> _TEXT SHOWN_:
┌──

Note

This is a community plugin, an external project maintained by its respective author. Community plugins are not part of FiftyOne core and may change independently. Please review each plugin’s documentation and license before use.

GitHub Repo

Text Evaluation Metrics for FiftyOne#

image

Operator plugin for evaluating text fields (StringFields) in FiftyOne datasets with standard VLM OCR metrics.

Installation#

pip install python-Levenshtein

Install the plugin:

fiftyone plugins download https://github.com/harpreetsahota204/text_evaluation_metrics

Overview#

This plugin provides five text evaluation metrics for comparing predictions against ground truth:

Metric

Description

Use Case

Range

ANLS

Average Normalized Levenshtein Similarity with threshold

Primary OCR metric for VLMs, robust to minor errors

0.0-1.0

Exact Match

Binary perfect match

Strict evaluation (form fields, IDs)

0.0 or 1.0

Normalized Similarity

Continuous Levenshtein similarity without threshold

Fine-grained analysis and ranking

0.0-1.0

CER

Character Error Rate

Character-level error analysis

0.0+ (lower is better)

WER

Word Error Rate

Word-level error analysis

0.0+ (lower is better)

Available Operators#

1. ComputeANLS (compute_anls)#

Average Normalized Levenshtein Similarity - Standard metric for OCR evaluation, normalizes edit distance by string length and applies a configurable threshold (default: 0.5)

operator = foo.get_operator("@harpreetsahota/text-evaluation-metrics/compute_anls")
result = operator(
    dataset,
    pred_field="prediction",
    gt_field="ground_truth",
    output_field="anls_score",  # optional, defaults to "{pred_field}_anls"
    threshold=0.5,  # ANLS threshold (0.0-1.0)
    case_sensitive=False,
    delegate=False
)

2. ComputeExactMatch (compute_exact_match)#

Binary exact match accuracy - Returns 1.0 only for perfect matches, ideal for strict evaluation where partial credit isn’t appropriate

operator = foo.get_operator("@harpreetsahota/text-evaluation-metrics/compute_exact_match")

└──

> _PROBLEMS TO SOLVE_:
1/ From the text evaluation plugin page, reproduce the stretch from "Average Normalized Levenshtein Similarity with" through "(form fields, IDs)".
2/ Answer these questions about the text evaluation plugin page:
(a) Which package is installed with pip in the installation section?
(b) What range is listed for CER?
(c) What is the default threshold for the ANLS operator?

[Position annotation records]
┌──

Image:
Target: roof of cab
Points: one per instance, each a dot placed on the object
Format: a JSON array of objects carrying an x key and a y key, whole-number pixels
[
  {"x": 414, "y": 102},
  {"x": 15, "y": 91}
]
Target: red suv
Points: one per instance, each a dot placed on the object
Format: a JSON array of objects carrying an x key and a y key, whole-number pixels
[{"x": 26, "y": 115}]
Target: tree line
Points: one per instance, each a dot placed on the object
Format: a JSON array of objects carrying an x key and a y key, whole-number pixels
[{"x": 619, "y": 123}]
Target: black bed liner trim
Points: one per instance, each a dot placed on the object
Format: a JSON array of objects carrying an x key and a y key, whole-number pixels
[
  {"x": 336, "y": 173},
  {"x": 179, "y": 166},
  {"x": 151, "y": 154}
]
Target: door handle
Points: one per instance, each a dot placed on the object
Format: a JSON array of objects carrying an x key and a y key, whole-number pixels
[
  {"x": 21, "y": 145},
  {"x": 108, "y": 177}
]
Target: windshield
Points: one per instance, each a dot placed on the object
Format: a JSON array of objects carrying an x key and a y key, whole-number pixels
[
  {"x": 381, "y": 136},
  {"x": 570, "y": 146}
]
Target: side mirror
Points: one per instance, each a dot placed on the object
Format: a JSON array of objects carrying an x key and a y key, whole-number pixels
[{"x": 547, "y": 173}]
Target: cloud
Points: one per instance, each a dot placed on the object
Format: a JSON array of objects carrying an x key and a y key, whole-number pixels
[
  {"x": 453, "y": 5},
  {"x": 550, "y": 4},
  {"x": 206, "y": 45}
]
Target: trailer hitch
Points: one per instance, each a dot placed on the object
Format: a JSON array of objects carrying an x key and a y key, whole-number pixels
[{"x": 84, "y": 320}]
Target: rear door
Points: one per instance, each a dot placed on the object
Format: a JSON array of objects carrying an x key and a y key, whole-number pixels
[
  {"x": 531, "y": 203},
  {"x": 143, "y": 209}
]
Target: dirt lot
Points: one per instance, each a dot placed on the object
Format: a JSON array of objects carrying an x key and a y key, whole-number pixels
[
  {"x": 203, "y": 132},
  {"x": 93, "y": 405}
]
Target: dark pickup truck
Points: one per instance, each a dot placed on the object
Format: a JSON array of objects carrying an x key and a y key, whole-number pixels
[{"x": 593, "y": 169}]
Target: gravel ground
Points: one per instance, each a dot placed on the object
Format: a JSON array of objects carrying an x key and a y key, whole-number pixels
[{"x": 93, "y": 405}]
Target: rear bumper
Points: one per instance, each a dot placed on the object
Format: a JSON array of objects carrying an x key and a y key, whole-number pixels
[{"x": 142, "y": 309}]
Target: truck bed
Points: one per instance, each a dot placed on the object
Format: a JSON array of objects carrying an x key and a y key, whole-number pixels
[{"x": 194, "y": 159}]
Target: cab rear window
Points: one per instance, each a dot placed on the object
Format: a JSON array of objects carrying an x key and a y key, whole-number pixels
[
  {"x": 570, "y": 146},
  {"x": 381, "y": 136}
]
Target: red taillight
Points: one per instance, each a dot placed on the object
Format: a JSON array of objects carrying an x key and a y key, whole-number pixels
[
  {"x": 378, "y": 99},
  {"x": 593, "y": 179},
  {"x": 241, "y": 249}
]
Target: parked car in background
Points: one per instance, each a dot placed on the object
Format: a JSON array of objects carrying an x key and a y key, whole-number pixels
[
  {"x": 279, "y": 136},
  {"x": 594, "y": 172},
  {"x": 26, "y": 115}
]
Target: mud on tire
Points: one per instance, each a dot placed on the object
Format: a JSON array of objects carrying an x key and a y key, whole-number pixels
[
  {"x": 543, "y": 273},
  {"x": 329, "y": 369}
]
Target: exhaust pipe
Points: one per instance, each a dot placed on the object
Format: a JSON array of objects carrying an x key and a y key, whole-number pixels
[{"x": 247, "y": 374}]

└──

> _THE REPLIES_:
1/
Average Normalized Levenshtein Similarity with threshold

Primary OCR metric for VLMs, robust to minor errors

0.0-1.0

Exact Match

Binary perfect match

Strict evaluation (form fields, IDs)

2/
(a) python-Levenshtein
(b) 0.0+ (lower is better)
(c) 0.5